> [Information shown]
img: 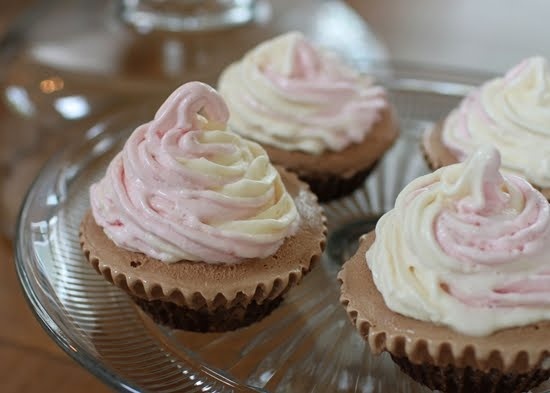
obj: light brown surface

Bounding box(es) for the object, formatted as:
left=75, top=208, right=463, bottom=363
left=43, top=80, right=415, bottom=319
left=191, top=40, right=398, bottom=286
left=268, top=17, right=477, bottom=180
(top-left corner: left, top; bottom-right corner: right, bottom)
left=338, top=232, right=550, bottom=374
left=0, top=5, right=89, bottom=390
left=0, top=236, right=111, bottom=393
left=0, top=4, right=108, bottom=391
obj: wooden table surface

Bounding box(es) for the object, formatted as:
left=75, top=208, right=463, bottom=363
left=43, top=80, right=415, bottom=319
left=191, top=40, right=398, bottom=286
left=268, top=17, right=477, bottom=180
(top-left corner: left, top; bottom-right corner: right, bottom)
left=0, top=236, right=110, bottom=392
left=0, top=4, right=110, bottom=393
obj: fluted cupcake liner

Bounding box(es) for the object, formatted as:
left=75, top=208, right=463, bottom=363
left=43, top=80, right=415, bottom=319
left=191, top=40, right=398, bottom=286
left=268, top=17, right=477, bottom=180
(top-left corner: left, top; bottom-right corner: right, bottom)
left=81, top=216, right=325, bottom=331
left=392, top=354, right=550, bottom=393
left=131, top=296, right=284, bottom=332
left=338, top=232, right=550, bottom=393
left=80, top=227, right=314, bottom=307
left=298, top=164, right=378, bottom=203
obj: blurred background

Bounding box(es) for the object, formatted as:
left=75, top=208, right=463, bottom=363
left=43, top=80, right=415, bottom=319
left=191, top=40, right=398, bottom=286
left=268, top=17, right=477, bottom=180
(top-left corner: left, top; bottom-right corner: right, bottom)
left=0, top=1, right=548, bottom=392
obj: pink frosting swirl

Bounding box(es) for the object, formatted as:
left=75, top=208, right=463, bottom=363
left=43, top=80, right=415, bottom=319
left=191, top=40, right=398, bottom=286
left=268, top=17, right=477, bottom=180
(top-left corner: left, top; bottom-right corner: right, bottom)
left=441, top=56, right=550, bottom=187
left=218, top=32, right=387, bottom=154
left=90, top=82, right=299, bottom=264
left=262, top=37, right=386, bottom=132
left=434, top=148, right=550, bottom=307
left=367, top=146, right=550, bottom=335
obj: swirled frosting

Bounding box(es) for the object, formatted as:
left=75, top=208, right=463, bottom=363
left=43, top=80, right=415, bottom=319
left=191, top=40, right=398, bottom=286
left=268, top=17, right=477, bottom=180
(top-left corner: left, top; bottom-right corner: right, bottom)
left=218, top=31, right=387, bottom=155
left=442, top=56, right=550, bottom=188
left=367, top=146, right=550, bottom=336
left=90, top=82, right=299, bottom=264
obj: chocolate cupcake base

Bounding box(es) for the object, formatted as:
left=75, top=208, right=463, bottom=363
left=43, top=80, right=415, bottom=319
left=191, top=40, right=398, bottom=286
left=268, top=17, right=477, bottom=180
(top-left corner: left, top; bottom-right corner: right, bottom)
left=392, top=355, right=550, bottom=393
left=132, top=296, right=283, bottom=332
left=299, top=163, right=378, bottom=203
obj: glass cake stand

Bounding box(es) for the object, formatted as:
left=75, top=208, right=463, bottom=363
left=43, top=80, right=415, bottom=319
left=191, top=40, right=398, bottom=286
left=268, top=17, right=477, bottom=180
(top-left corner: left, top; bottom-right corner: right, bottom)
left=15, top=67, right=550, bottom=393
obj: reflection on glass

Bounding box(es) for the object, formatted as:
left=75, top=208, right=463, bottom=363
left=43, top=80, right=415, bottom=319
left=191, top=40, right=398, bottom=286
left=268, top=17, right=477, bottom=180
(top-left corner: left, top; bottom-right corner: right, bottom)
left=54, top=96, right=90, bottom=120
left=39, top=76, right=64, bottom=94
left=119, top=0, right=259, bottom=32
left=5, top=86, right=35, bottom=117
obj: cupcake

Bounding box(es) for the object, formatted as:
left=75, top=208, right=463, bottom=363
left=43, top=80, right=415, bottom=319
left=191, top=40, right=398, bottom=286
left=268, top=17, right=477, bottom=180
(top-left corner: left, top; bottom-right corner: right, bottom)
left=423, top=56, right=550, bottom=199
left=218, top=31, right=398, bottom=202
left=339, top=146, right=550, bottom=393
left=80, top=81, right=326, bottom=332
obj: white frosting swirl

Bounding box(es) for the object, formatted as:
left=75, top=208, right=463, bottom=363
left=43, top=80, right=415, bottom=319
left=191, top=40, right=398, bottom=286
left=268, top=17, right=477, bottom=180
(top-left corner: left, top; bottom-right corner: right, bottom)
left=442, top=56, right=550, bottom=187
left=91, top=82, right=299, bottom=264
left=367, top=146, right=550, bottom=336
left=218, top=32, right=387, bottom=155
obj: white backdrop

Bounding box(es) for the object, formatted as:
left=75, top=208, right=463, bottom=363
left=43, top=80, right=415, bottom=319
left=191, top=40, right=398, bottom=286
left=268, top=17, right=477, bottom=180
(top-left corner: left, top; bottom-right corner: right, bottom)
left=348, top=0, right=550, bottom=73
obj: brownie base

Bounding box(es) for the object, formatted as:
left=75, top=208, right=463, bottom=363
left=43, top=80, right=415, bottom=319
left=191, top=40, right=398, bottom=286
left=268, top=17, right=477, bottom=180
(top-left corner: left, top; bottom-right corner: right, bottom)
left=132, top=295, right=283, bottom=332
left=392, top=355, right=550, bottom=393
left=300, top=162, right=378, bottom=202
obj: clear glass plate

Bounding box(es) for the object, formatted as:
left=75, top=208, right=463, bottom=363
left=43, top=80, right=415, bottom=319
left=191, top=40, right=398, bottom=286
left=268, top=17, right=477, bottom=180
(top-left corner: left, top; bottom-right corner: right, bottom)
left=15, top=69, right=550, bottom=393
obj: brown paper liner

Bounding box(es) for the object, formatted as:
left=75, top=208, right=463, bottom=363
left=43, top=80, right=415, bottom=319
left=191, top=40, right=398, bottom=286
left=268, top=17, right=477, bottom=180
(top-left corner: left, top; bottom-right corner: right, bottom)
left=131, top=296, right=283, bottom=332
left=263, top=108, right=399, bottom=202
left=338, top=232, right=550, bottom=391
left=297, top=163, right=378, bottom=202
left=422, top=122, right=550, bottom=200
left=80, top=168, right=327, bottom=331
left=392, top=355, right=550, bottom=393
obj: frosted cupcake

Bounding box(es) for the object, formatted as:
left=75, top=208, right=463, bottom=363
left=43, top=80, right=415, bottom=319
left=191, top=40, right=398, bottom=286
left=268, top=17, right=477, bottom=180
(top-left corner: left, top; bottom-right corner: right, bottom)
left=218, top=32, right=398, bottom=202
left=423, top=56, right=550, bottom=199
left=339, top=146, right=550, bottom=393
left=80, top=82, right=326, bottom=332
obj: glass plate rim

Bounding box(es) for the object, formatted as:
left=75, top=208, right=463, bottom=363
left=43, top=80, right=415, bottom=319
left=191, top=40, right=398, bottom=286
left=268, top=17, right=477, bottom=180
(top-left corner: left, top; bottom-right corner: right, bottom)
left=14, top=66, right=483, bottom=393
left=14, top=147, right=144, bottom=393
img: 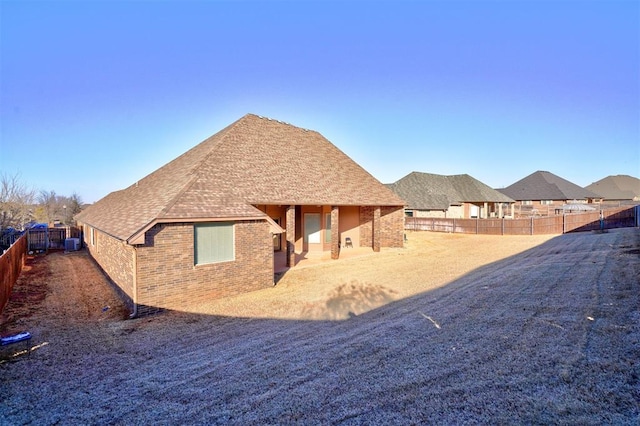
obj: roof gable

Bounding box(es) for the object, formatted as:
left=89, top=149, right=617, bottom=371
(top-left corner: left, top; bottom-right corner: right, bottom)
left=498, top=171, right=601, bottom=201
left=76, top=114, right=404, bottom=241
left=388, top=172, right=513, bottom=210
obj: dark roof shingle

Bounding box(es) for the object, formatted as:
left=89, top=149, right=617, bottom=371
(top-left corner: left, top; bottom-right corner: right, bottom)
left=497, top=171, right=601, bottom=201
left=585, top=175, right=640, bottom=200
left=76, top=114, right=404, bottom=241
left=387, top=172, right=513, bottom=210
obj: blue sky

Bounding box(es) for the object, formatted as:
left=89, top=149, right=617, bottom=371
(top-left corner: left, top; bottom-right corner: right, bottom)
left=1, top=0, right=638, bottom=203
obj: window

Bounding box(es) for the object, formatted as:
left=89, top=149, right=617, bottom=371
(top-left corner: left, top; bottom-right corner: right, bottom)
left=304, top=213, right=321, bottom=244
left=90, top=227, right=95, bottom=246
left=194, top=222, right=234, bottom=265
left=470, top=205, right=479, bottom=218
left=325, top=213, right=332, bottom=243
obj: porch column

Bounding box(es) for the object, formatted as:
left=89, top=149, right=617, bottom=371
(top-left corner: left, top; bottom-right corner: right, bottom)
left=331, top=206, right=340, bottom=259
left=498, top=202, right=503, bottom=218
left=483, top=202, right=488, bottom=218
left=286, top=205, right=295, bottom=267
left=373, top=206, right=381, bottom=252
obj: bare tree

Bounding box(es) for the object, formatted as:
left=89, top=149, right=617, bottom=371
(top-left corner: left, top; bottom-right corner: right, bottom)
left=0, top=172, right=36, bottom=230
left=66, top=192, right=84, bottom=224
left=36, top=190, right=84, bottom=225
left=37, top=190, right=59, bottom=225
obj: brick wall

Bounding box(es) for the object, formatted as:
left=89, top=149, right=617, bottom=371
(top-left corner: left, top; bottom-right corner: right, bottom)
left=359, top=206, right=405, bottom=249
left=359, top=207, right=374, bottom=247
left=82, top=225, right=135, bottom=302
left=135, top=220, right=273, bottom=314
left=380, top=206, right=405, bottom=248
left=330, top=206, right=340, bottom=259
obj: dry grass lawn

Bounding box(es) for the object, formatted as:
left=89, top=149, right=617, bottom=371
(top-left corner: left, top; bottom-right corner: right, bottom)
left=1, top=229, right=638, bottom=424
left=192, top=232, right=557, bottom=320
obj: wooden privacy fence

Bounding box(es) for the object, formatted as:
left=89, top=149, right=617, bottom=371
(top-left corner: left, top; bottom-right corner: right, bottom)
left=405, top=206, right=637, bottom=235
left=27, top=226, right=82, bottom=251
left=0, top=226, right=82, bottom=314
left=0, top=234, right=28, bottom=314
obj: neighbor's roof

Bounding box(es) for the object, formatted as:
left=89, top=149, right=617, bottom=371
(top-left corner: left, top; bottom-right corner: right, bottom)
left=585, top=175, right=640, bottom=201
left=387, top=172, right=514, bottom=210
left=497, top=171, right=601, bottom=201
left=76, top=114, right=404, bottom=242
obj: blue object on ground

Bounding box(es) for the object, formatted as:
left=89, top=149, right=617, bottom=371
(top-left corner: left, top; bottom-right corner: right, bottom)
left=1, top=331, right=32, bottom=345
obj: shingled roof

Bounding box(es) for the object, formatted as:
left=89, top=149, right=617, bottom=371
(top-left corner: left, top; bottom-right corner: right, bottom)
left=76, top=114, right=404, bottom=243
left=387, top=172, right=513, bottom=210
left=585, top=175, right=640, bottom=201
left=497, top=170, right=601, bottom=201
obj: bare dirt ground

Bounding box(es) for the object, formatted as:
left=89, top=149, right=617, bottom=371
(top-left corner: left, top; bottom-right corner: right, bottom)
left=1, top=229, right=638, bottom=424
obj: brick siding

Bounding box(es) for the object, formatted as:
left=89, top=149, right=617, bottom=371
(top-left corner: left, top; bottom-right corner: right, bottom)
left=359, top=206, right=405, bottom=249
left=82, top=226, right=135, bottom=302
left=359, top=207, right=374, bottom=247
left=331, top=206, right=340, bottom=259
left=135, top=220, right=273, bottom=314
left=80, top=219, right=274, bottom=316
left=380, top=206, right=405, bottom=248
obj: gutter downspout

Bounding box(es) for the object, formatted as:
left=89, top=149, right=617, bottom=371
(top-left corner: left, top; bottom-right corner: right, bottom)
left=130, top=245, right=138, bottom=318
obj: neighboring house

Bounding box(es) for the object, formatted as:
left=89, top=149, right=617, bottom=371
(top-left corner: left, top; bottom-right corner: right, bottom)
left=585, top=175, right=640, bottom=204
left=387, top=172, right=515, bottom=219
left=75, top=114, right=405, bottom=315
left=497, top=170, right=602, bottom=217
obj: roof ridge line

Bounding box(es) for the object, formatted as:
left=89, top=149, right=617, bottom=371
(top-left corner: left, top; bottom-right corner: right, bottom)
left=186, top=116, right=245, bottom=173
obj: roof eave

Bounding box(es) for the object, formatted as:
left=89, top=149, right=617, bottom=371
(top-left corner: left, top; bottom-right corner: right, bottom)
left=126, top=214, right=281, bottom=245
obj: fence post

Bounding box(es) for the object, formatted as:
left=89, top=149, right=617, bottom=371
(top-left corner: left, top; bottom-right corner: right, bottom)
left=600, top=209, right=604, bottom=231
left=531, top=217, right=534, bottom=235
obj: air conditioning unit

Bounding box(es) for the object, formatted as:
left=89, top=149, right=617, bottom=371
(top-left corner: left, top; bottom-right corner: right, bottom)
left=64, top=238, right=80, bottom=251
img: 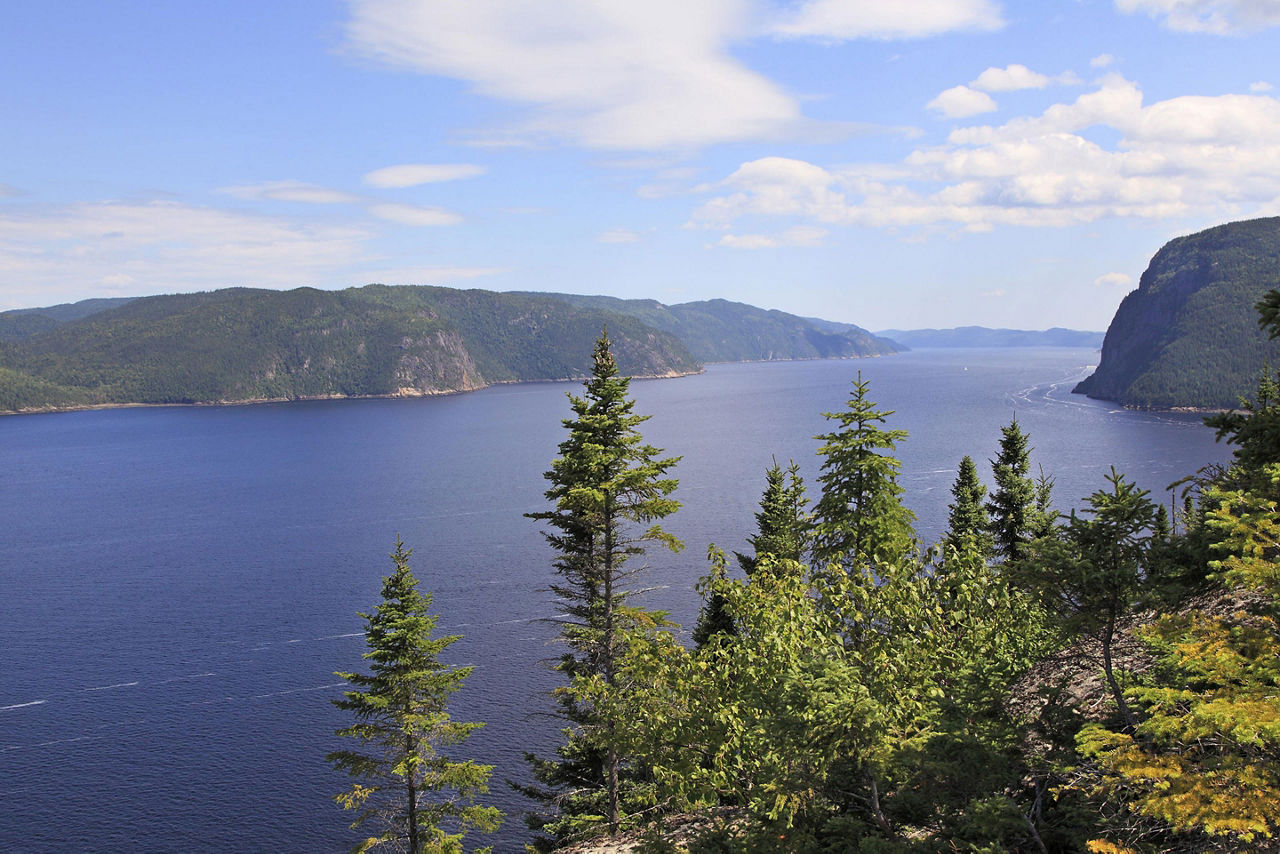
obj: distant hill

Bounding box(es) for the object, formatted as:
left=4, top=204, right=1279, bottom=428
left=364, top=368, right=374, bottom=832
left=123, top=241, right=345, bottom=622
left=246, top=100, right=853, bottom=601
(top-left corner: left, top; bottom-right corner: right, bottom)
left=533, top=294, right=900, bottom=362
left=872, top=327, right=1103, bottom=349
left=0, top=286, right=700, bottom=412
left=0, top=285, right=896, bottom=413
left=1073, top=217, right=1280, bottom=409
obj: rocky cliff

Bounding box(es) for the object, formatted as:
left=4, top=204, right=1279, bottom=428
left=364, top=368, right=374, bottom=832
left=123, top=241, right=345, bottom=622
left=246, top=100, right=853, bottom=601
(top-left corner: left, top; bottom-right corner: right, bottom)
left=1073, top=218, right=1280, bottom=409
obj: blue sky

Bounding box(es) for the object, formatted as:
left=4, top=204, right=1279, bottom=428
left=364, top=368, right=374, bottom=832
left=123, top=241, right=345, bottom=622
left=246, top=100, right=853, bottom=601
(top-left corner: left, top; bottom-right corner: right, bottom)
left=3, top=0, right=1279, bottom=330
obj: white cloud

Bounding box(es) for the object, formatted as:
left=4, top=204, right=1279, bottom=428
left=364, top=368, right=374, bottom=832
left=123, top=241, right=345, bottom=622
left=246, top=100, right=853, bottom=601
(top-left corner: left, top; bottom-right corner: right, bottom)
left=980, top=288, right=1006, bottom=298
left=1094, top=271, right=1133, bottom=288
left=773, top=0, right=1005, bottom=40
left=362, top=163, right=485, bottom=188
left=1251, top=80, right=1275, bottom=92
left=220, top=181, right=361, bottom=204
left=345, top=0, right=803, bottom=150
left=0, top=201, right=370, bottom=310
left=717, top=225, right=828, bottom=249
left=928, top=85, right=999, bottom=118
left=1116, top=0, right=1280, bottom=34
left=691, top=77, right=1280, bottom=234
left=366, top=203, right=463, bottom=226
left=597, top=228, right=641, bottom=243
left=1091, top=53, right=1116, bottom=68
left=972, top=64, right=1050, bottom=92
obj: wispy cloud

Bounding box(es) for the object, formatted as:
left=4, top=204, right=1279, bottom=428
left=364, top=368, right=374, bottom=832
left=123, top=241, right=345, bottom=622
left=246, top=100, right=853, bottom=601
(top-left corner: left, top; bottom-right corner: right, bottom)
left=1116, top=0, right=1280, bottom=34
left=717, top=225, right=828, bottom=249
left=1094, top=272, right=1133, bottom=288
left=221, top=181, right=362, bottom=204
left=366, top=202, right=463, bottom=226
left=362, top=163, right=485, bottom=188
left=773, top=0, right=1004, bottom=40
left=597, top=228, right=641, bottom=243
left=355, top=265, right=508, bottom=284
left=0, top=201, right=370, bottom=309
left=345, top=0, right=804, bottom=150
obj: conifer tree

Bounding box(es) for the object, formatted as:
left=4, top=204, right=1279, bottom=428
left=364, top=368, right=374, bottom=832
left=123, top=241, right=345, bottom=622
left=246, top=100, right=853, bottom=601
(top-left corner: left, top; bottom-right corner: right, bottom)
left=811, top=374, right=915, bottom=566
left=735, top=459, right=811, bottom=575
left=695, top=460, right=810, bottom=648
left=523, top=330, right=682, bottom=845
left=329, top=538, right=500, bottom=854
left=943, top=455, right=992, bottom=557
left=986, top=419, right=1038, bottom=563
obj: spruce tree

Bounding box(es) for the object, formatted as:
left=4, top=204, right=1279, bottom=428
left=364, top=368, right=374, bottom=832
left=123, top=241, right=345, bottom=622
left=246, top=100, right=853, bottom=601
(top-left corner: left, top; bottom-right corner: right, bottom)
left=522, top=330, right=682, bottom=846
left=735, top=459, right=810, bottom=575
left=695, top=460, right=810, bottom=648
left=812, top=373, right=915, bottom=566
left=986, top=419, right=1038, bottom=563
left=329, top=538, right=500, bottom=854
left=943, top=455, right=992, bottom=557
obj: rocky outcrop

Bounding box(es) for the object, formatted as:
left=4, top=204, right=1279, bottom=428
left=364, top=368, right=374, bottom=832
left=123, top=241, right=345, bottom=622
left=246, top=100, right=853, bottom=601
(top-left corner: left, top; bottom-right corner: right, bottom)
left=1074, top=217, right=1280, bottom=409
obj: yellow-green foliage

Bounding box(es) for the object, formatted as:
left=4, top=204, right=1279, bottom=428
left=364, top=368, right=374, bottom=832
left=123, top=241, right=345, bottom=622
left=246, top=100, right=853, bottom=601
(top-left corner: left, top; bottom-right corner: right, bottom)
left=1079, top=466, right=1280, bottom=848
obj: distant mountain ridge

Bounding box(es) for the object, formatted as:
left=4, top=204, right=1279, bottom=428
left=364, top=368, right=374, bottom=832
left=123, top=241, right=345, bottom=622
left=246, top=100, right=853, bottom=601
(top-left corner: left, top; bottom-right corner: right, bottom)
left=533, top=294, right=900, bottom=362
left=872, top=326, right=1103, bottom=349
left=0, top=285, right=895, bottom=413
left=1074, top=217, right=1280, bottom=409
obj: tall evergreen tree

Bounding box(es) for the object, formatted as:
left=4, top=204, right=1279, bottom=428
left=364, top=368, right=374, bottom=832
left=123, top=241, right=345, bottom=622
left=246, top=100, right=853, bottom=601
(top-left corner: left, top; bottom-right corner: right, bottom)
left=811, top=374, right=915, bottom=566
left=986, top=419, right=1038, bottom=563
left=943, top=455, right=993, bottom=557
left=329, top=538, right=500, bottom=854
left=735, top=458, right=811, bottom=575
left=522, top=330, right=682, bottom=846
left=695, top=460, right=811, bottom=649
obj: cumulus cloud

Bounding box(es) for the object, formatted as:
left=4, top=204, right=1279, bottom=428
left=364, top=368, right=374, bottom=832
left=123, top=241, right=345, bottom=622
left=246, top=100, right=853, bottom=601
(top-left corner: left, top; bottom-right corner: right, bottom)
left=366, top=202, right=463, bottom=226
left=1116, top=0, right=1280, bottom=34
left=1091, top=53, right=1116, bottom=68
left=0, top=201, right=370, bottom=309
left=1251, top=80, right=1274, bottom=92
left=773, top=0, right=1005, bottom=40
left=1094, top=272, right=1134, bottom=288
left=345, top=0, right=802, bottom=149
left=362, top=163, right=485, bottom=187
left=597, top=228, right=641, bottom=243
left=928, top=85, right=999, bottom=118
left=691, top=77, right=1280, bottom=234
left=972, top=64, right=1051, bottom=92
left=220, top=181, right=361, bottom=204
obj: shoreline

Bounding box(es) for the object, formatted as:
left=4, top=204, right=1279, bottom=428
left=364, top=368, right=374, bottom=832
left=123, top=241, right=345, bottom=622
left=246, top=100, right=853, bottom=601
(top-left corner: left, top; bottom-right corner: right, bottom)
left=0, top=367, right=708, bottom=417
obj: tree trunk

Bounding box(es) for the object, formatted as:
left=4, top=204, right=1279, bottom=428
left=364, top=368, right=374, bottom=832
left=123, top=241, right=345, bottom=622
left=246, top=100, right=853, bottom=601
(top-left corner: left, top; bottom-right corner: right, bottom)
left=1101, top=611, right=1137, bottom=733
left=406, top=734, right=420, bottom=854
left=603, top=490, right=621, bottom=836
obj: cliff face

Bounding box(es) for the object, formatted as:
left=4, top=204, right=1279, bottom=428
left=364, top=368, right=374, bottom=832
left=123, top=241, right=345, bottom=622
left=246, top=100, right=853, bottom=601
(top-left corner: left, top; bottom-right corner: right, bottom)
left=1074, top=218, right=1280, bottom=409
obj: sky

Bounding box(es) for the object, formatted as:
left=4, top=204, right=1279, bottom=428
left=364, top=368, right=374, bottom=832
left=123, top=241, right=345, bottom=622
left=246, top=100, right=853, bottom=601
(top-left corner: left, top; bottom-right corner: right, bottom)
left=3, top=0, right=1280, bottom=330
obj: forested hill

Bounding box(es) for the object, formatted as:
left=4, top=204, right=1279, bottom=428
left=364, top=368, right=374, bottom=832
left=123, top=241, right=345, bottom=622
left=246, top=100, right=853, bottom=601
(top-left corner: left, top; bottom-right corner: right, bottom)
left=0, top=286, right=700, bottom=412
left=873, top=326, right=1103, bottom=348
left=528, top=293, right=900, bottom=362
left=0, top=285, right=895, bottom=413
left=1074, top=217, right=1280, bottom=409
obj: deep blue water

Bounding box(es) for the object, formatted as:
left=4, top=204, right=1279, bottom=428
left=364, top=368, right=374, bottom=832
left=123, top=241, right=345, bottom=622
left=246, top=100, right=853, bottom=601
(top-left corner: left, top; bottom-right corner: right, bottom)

> [Requirement] Which lines above include the word "distant"? Show each one.

> [Final answer]
obj: distant hill
obj: distant mountain ridge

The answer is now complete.